# AIM OF THE TASK
Look through the listing and locate every line containing the word "sample"; copy those lines.

- - -

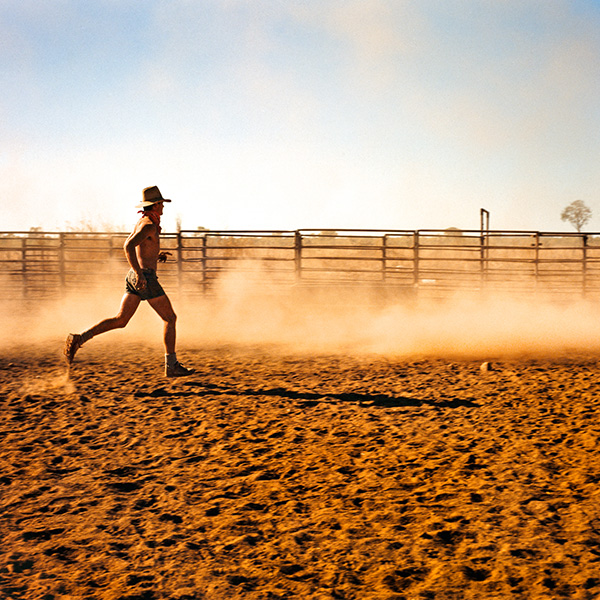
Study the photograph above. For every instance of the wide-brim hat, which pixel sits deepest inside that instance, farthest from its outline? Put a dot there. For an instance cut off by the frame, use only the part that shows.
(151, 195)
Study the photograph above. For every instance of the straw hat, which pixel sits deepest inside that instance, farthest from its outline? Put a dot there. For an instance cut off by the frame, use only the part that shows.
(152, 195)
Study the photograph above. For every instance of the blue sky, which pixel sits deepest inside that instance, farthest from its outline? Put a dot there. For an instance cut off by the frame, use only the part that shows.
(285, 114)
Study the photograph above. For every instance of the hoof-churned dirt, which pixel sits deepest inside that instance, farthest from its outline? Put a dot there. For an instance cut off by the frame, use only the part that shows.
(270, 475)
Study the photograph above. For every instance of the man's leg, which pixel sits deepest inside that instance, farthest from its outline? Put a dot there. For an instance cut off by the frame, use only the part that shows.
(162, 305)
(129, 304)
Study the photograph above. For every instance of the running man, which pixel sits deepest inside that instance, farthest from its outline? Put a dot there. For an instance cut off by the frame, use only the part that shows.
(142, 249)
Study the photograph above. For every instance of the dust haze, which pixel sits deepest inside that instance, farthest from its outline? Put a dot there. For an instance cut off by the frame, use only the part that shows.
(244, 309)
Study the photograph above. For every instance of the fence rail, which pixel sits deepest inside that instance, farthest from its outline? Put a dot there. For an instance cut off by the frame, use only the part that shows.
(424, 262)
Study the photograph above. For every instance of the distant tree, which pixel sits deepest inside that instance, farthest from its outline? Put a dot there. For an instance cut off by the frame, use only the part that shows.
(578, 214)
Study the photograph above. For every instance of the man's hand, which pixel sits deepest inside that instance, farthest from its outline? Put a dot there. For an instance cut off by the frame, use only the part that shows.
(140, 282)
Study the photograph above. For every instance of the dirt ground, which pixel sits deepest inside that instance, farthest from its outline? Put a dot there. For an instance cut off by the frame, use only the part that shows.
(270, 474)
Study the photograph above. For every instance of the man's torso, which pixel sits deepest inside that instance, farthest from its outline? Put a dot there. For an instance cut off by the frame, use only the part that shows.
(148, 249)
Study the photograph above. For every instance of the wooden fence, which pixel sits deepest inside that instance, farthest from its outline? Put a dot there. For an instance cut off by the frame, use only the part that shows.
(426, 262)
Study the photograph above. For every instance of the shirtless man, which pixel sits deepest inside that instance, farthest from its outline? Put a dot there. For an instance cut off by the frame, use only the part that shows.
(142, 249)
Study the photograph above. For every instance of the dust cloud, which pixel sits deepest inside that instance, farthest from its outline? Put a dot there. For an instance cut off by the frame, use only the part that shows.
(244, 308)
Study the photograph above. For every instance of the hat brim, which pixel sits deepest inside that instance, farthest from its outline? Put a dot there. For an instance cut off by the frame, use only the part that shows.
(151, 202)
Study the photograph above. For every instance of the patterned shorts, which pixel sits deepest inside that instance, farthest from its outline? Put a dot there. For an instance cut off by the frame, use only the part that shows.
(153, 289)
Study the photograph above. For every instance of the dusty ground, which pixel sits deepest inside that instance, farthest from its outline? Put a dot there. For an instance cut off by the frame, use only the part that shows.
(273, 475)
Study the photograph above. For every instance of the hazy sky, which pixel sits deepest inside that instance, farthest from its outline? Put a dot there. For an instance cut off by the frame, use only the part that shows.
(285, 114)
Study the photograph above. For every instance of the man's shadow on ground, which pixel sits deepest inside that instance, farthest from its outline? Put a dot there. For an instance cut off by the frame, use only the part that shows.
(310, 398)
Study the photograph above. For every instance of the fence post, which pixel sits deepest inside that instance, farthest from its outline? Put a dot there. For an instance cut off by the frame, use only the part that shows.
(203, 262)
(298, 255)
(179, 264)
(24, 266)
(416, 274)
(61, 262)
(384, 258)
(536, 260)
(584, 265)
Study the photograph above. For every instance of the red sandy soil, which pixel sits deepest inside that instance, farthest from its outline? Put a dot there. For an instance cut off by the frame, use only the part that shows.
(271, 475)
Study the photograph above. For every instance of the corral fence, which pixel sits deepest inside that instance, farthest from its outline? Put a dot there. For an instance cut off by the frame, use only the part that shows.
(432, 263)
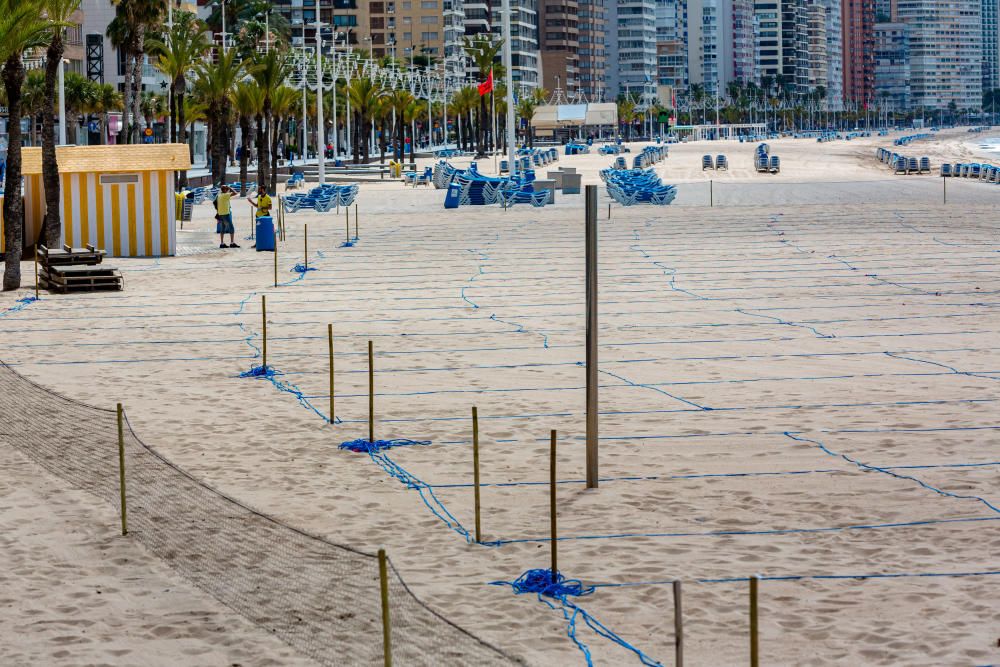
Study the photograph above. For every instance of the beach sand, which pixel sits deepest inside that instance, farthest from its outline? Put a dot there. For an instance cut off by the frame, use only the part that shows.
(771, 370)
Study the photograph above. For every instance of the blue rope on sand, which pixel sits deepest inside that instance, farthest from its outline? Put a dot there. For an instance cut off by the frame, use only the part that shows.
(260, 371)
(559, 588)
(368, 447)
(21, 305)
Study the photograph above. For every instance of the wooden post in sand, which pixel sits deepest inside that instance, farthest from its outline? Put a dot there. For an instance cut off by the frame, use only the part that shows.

- - -

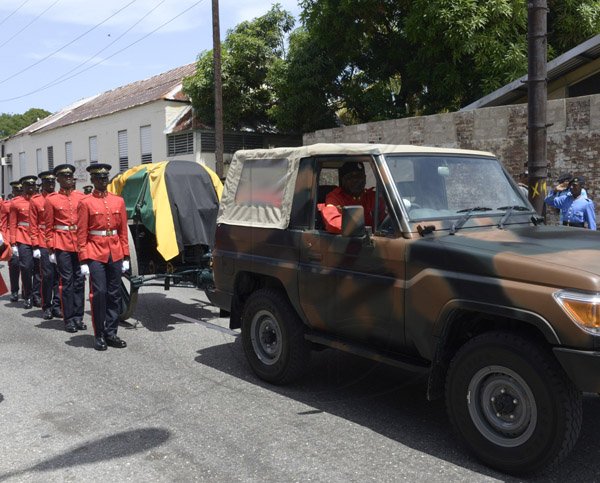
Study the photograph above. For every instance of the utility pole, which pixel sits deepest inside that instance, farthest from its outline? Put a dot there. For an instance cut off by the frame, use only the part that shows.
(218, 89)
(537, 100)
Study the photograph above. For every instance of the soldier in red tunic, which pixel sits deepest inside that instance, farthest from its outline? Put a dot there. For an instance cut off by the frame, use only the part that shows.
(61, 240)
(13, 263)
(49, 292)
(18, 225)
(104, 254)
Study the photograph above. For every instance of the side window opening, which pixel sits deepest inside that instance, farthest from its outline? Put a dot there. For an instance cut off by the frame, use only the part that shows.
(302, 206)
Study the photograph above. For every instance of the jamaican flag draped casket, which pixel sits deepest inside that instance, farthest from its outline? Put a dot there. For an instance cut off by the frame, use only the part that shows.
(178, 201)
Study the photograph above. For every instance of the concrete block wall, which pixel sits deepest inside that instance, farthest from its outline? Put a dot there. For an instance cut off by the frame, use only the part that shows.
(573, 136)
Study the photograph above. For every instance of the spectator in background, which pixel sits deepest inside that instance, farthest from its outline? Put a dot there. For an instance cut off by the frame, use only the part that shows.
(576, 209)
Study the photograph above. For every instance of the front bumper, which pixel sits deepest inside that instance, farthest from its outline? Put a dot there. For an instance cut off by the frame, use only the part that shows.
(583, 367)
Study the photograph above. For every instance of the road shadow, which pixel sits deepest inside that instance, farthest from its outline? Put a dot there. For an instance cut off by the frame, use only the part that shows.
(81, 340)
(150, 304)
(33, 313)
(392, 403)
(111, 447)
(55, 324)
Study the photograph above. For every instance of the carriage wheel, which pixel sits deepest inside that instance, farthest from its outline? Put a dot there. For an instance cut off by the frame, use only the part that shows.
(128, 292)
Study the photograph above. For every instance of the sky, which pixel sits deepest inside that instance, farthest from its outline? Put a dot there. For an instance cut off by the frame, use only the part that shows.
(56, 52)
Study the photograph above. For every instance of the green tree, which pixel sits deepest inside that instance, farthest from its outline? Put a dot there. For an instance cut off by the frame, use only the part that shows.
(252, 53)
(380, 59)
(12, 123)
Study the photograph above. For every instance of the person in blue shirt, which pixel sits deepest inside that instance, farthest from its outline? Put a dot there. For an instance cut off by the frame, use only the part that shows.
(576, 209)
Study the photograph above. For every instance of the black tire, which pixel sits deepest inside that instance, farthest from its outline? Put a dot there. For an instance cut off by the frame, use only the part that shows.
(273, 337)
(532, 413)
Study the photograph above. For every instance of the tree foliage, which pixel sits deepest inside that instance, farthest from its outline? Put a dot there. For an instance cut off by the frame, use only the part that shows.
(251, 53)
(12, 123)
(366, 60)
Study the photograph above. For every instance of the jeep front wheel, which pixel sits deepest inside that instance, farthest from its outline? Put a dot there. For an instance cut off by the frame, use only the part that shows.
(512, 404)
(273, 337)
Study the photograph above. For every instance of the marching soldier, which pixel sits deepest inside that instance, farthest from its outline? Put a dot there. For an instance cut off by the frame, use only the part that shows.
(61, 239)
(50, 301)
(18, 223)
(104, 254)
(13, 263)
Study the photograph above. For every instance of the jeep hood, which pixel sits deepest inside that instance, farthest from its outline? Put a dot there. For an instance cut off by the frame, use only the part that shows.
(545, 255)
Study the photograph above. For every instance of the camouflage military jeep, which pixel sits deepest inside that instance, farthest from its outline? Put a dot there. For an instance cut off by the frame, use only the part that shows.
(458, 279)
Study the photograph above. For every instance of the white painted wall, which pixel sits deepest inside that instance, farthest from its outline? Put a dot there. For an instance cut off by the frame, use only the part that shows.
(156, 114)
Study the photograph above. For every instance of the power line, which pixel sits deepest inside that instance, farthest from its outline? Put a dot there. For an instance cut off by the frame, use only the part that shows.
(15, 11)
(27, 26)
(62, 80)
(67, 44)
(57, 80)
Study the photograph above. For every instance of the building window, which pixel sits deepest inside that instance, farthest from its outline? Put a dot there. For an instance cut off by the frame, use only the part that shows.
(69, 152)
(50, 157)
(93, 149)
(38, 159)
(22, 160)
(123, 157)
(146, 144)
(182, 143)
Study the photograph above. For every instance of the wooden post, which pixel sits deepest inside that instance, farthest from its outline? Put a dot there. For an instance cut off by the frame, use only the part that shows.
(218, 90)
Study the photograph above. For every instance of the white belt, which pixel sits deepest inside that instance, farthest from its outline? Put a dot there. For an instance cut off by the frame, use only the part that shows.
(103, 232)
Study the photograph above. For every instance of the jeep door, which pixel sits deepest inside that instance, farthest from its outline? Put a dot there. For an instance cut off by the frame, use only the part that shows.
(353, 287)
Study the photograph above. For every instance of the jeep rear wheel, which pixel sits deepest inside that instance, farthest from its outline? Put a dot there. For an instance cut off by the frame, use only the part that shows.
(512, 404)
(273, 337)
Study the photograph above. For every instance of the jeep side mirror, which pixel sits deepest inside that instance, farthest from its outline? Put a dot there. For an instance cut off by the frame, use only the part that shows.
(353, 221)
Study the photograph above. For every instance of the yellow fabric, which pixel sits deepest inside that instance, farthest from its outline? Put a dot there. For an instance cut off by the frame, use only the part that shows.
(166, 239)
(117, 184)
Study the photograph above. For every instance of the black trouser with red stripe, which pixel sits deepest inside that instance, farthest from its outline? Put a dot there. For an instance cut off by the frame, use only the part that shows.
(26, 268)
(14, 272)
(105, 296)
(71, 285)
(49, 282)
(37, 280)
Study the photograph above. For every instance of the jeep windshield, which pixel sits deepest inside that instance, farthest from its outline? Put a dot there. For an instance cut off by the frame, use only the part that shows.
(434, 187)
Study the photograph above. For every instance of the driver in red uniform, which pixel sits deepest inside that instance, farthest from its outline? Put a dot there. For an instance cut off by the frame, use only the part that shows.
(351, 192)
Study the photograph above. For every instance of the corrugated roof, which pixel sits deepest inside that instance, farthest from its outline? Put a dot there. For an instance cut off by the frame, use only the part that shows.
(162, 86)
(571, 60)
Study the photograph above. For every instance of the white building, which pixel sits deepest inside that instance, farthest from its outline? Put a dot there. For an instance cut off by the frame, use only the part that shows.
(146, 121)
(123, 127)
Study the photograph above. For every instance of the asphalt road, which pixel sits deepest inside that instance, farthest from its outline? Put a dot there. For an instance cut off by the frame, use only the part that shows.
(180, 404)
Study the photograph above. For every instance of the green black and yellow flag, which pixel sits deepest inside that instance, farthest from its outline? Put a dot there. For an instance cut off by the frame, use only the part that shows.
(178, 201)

- - -

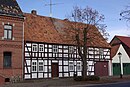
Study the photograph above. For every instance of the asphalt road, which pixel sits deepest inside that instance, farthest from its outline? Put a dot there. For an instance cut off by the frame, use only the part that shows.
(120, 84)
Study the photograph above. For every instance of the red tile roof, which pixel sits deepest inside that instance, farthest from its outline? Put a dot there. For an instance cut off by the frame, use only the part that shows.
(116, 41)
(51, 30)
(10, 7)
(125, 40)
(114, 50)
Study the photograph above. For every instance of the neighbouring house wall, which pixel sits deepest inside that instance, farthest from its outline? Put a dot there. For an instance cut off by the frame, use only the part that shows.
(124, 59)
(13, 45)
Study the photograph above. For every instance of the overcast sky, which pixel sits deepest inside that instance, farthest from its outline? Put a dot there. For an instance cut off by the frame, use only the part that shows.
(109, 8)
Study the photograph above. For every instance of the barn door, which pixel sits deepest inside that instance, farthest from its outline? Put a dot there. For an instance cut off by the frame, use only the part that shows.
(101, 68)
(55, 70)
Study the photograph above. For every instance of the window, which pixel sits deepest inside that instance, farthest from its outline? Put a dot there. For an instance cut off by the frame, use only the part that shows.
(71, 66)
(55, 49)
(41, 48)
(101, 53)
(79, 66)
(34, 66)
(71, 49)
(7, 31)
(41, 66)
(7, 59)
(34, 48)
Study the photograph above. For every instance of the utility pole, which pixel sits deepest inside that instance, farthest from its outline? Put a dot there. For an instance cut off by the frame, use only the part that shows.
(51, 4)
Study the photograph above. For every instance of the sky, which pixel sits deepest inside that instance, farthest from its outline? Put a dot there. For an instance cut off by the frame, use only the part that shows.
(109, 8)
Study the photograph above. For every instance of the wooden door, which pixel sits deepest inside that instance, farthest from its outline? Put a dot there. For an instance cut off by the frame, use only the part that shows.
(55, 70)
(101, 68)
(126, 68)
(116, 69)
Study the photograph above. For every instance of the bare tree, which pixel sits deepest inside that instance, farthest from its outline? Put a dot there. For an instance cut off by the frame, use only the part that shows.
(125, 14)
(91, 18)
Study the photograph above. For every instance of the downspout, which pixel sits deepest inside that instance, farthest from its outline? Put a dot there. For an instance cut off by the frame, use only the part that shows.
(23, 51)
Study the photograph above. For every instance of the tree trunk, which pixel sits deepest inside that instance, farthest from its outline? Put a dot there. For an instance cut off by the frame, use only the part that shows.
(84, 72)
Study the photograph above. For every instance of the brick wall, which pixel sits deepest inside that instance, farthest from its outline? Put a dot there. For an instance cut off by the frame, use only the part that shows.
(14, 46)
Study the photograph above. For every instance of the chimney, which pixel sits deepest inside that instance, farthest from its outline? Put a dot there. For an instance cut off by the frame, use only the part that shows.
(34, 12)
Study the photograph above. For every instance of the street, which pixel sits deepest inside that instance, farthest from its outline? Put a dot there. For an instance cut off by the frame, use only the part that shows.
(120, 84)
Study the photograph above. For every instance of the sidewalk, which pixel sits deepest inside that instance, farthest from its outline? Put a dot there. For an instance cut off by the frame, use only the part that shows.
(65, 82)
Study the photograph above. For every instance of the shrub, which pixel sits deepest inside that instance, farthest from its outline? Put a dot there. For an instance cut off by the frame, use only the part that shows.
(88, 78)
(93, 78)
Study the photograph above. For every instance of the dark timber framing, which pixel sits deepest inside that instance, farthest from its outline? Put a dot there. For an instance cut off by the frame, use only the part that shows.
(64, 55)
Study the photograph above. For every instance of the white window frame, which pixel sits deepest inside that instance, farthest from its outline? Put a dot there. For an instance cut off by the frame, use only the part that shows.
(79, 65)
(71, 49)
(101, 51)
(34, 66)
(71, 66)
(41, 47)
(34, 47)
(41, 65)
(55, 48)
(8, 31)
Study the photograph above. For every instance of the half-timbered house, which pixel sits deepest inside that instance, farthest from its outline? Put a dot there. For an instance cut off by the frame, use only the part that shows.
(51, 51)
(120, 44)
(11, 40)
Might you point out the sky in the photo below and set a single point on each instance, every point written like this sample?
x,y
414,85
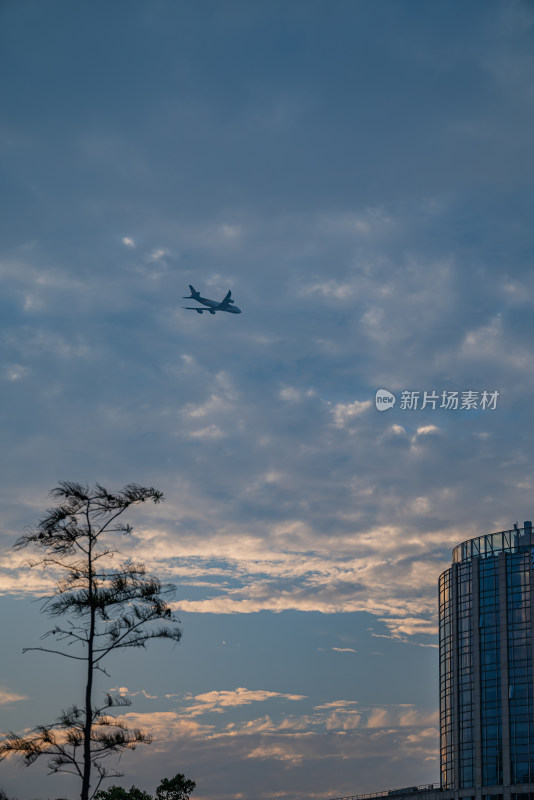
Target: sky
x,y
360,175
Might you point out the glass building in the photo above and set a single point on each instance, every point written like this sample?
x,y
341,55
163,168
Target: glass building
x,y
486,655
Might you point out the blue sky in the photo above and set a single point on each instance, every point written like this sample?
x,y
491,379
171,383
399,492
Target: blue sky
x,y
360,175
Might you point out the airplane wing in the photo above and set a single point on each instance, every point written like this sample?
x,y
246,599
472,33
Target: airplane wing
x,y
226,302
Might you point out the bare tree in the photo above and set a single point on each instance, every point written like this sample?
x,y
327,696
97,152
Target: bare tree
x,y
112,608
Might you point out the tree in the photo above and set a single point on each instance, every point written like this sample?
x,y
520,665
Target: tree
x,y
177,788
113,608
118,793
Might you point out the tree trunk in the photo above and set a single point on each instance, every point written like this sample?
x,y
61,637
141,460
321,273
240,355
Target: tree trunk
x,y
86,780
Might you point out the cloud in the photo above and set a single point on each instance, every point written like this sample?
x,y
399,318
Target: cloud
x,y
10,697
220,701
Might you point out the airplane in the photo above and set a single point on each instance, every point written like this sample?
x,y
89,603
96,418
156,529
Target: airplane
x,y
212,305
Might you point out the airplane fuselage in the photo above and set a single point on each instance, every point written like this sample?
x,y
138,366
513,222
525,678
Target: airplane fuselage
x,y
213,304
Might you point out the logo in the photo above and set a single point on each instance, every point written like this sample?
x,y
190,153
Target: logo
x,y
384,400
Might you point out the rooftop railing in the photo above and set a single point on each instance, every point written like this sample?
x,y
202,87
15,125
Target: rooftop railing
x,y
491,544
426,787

- - -

# YOUR SOLUTION
Might you point out the sky in the photo below and set a single point on each instance, every point written like this sample?
Might you point out the glass building in the photo above and set a single point on each instance, every point written like this sample?
Might you point out the blue sky in the photo above and set a single point on each instance, every point written like this sample?
Might you point out the airplane wing in the photo above and set a single point on each instance, every point written like this sample?
Might you point out the bare tree in the photo above and set a single point on each instance, every point written like this sample?
Might you point out the tree in the photo above and set a single point on each instance, every point written like this sample?
Might you point out the tree trunk in the photo above and set a single point on each instance, every point written like this sample?
Might you point out the cloud in the photo above and set a single point on each instance, every point written like this sample?
Might you point out the airplane in the photo above and set a single point on each instance, every point written like this sample?
Might you point out the airplane fuselage in the photo above and set a single point on each instance, every point written like this sample?
Might you point out the logo in the photo above and set a single point on each instance, every point written like this sample?
Might you point out the rooftop railing in the photo above and set a single point on each instance, every point written like this sample?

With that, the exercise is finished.